■ Stored data ■

■ ■ ■ ■ ■

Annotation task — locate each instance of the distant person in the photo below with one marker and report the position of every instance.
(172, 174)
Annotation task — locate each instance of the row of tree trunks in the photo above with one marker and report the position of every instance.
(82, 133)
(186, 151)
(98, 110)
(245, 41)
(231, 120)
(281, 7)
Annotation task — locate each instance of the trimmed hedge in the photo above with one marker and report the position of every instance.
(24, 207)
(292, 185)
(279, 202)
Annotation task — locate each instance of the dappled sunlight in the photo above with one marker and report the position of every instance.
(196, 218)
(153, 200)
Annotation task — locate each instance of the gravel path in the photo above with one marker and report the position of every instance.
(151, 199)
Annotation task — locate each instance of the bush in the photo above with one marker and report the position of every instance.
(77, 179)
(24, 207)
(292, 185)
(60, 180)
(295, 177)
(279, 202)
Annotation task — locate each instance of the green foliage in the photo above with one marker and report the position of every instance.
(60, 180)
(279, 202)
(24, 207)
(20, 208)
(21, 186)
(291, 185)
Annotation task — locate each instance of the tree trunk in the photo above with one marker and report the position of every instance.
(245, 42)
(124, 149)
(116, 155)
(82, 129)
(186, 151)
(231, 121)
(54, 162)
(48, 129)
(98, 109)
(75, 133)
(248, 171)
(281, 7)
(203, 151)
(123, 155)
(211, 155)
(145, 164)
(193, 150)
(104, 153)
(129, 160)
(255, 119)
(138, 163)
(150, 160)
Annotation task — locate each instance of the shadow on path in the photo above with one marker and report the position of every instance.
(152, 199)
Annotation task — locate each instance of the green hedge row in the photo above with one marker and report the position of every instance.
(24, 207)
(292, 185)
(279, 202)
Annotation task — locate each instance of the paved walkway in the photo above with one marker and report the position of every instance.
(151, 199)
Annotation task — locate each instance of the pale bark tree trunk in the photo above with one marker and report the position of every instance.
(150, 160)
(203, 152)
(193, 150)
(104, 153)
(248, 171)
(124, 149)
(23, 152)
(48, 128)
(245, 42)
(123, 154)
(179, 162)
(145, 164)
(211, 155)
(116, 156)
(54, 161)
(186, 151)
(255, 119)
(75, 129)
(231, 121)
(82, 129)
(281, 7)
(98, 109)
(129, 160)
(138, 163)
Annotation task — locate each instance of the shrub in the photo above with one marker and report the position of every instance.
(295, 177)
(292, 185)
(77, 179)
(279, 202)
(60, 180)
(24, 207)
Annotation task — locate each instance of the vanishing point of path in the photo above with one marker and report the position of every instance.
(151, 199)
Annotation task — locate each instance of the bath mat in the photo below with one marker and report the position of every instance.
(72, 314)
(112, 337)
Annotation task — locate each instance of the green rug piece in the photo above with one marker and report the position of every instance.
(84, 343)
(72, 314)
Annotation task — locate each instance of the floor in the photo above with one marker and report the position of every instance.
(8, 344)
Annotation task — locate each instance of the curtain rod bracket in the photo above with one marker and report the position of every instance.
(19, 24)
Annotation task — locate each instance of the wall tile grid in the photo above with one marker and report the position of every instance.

■ ■ ■ ■ ■

■ INSTRUCTIONS FOR THE TASK ■
Transcribe all entries exactly as they appear above.

■ EXERCISE SOLUTION ■
Annotation task — locate each instance of the distant person in the photo below with one marker and report the position of every instance.
(172, 174)
Annotation task — locate each instance of the row of tree trunks in the photo above with one marker and report the position of every instance.
(82, 133)
(186, 151)
(98, 110)
(245, 41)
(231, 120)
(281, 7)
Annotation task — locate each instance of the trimmed hedge in the photo above with one marker and report the position of every instance.
(24, 207)
(292, 185)
(279, 202)
Annotation task — locate each instance of the dappled sunlight in the photo above with one marker and report the position of every instance.
(196, 218)
(153, 200)
Annotation task — locate each instance of the gravel path in the photo above with one marker and report the position of every instance.
(151, 199)
Annotation task — locate each instance of the bush in the photo above with one marker and report the position of every instance.
(77, 179)
(24, 207)
(292, 185)
(60, 180)
(295, 177)
(279, 202)
Annotation task — locate each instance of the green foliage in the photo above with one marker and report the position of every instance.
(60, 180)
(279, 202)
(24, 207)
(20, 208)
(21, 186)
(291, 185)
Annotation task — locate each instance of the tree trunk in the photo above with one marker and report the position of every instance.
(245, 42)
(124, 149)
(116, 155)
(82, 129)
(186, 151)
(231, 121)
(54, 162)
(48, 129)
(98, 109)
(75, 133)
(248, 171)
(281, 7)
(203, 151)
(123, 155)
(211, 155)
(145, 164)
(193, 150)
(104, 153)
(129, 160)
(255, 119)
(138, 163)
(150, 160)
Annotation task — locate each instance of the shadow on path in the photo above with one marker and report the position of every instance.
(152, 199)
Annotation task — locate each instance of the green hedge row in the photo above with one marker and report the position of every instance.
(24, 207)
(292, 185)
(279, 202)
Annotation task — locate each instance of the paved walkway in the photo above with one marker and report the position of every instance.
(151, 199)
Annotation task — locate each instance of the pale bark tree trunk in the photo above with one marker and report the position of every instance.
(150, 160)
(203, 152)
(193, 150)
(104, 153)
(248, 171)
(124, 149)
(23, 152)
(48, 128)
(245, 42)
(123, 154)
(179, 162)
(145, 164)
(211, 155)
(116, 156)
(54, 161)
(186, 151)
(255, 119)
(75, 129)
(231, 121)
(82, 129)
(281, 7)
(98, 109)
(129, 160)
(138, 163)
Annotation task — locate each instance of the shrub in the photo above with one marker and report the position of every instance.
(295, 177)
(292, 185)
(77, 179)
(279, 202)
(60, 180)
(24, 207)
Annotation task — locate each instance of the vanishing point of path in the photo above with one marker and report the position of every instance.
(151, 199)
Annotation task — locate each instance of the bath mat in the photo below with one marker and report the position of every instance.
(72, 314)
(112, 337)
Annotation task — locate each instance of the green rug piece in the photo above with one marker and report the position of every instance.
(84, 343)
(72, 314)
Annotation task — locate each instance of the floor in the photo above with one marker and report the position of every instance.
(8, 344)
Annotation task — locate each instance of the curtain rod bracket in the photo above with one marker and report the position of every instance.
(19, 24)
Annotation task — locate each instance of the wall tile grid in the photo above with one marker and report the position of every instance.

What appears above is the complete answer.